### [SUPPLIED PASSAGE]
This section will try to give some explanations and suggestions on how to keep our wet friends happy and healthy.

Classification of food

The food we give our fish can be divided into four basic food types:
All food starts out as some sort of "live" material and through whatever processing it goes through becomes the food we feed our fish. I will define each type here.
    Flakes and other dry food
    You can buy dry fish food that is made up of animal or plant matter as well as every combination needed at any fish store. Dry food is a good basic staple. Store dry food in a cool dry place and don't use it after a few months as they tend to lose their nutrients and vitamin content over time. Dry food comes in different forms.
  1. Flakes
    These are lite and float on the top of the water surface and they sink to the bottom very slowly. Flake food comes in many varieties and sizes depending on the fish you have. This is the most common type of food available. Its best use is for fish that eat at the surface or in the open water.
  2. Tablets
    Are a sinking type of food that is good for our overlooked bottom dwelling fish.
  3. Pellets
    These are either floating or sinking stick shaped and are used for our fish that like a lot of substance in their meals.

### [TO DO]
[1] According to the fish food passage, why shouldn't dry food be used after a few months?
[2] Answer these from the fish food passage:
(a) Into how many basic types can fish food be divided?
(b) Which fish are tablets good for?
(c) What shape are pellets?

### [DATA SUPPLIED]
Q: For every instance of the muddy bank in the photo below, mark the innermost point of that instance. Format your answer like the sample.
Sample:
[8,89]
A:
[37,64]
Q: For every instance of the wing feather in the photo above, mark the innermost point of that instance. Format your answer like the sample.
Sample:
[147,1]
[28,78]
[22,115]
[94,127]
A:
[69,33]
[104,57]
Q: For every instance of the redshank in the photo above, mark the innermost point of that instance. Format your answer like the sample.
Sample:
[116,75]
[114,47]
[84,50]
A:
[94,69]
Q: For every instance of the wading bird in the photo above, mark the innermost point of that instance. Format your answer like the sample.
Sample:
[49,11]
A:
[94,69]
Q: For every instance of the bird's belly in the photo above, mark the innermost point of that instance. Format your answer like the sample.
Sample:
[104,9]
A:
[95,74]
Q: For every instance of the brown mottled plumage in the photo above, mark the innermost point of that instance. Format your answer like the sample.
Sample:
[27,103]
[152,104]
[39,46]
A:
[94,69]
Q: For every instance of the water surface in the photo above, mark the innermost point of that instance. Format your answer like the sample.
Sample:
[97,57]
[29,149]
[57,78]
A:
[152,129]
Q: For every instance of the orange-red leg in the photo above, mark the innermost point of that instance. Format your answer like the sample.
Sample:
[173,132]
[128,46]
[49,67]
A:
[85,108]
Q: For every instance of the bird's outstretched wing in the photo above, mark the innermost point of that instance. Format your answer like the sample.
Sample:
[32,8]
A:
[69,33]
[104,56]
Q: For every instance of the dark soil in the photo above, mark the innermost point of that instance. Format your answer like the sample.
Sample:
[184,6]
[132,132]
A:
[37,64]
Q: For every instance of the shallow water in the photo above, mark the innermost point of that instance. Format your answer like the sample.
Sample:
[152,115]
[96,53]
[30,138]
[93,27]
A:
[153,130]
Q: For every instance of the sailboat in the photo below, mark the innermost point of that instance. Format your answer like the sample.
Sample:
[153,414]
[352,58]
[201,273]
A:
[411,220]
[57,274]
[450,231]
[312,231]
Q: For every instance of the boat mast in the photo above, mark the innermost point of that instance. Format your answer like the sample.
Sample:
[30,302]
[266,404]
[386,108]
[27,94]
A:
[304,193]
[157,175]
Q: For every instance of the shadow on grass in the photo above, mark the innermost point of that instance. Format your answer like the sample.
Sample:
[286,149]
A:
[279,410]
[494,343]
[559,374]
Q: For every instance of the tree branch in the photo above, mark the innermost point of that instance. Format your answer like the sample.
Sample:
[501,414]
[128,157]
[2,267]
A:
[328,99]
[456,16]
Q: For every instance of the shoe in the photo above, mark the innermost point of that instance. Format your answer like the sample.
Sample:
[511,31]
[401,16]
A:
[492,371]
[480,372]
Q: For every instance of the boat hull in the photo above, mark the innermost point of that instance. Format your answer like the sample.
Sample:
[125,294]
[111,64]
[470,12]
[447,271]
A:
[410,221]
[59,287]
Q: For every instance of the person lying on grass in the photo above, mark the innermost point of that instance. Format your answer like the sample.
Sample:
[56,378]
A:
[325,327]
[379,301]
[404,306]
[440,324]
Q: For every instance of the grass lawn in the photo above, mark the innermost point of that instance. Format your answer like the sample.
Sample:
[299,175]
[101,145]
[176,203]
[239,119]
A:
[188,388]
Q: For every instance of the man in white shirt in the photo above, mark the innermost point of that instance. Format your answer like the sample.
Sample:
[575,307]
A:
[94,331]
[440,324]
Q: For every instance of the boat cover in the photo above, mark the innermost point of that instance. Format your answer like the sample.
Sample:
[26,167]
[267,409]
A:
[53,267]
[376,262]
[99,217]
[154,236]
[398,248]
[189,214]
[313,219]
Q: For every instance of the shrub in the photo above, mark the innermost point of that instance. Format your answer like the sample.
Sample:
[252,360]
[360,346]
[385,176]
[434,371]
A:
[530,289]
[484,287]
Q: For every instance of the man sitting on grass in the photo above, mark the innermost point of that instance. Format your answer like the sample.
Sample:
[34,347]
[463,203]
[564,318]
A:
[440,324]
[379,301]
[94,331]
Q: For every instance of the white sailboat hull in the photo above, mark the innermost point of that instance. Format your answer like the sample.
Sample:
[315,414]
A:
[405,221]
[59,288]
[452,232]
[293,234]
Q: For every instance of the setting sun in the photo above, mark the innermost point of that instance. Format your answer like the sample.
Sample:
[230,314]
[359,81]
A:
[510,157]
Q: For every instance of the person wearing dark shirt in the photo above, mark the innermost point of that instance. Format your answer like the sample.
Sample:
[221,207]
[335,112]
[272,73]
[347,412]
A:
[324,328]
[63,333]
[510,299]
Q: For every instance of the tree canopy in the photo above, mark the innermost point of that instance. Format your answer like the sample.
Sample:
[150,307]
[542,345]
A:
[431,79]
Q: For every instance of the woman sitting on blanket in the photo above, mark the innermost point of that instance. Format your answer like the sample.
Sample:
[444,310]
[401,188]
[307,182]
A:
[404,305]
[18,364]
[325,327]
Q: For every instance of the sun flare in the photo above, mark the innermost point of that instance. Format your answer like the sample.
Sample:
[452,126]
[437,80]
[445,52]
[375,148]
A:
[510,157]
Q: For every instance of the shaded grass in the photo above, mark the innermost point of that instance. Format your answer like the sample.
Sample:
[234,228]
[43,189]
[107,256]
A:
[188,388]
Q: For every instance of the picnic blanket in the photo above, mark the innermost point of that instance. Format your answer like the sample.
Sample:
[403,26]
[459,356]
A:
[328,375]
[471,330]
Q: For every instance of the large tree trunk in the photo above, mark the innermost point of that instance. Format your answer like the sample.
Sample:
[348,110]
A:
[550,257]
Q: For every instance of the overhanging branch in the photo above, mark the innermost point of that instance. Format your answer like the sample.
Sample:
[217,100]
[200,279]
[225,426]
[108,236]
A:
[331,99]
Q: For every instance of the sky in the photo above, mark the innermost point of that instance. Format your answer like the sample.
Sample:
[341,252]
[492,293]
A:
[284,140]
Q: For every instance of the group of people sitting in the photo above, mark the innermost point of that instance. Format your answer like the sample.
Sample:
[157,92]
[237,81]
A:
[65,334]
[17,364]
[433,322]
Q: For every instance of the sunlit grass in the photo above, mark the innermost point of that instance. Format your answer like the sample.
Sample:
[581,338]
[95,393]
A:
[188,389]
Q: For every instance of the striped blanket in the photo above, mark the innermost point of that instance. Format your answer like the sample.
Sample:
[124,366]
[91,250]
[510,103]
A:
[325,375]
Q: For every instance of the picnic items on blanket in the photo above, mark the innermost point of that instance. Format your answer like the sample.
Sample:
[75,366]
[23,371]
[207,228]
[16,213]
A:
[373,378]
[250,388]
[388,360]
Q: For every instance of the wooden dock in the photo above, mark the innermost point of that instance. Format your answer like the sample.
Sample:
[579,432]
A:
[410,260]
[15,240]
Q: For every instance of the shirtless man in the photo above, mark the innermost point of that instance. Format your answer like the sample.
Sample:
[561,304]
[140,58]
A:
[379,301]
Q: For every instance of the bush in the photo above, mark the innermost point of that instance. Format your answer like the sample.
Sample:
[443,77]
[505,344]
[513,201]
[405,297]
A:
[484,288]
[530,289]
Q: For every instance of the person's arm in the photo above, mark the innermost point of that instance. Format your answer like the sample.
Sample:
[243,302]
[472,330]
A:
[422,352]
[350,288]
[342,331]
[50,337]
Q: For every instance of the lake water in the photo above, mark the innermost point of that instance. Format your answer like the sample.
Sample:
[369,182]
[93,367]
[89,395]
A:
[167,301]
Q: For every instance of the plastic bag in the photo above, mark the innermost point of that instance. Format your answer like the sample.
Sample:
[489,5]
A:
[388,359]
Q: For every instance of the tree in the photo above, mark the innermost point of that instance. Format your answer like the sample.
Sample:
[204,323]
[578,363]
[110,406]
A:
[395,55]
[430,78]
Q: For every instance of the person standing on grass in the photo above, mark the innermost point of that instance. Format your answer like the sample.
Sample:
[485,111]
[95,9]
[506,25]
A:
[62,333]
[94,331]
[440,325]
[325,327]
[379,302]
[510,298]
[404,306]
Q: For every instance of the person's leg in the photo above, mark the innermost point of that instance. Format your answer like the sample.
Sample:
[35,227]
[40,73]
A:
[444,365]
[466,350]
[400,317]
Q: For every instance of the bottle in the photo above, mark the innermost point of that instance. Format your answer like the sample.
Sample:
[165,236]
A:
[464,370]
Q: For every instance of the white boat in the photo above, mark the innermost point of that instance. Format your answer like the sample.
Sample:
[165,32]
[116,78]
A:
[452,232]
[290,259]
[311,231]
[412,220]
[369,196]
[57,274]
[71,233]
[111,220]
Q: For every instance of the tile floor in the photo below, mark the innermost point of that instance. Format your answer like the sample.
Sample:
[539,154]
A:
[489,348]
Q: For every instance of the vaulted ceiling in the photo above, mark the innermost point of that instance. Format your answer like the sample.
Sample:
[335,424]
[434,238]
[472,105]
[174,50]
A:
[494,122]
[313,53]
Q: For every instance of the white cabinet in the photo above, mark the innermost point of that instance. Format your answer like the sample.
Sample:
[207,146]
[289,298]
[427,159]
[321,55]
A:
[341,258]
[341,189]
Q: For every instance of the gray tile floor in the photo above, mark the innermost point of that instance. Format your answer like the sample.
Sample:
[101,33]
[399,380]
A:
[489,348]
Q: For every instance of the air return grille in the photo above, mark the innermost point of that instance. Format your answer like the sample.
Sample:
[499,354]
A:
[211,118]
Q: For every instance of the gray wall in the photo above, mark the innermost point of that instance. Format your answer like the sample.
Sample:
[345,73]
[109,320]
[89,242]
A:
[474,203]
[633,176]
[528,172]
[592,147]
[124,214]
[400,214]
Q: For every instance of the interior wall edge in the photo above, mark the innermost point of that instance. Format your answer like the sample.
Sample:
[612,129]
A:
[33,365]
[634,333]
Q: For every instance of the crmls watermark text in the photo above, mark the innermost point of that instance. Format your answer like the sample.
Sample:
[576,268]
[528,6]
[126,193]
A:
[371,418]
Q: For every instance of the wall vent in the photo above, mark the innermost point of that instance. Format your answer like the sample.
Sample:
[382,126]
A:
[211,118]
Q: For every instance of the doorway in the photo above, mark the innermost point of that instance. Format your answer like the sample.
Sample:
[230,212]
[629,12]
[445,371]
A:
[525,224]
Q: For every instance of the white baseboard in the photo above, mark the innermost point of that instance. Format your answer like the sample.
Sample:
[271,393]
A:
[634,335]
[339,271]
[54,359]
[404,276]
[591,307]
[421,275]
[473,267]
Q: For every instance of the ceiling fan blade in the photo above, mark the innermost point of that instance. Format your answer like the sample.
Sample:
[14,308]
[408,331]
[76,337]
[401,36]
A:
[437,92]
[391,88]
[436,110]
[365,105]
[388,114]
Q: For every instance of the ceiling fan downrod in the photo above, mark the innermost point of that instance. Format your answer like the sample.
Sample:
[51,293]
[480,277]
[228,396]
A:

### [ANSWERS TO EACH TASK]
[1] Dry food tends to lose its nutrients and vitamin content over time. That is why the passage advises storing it in a cool, dry place and not using it after a few months.

[2]
(a) Four.
(b) Bottom-dwelling fish.
(c) Stick-shaped.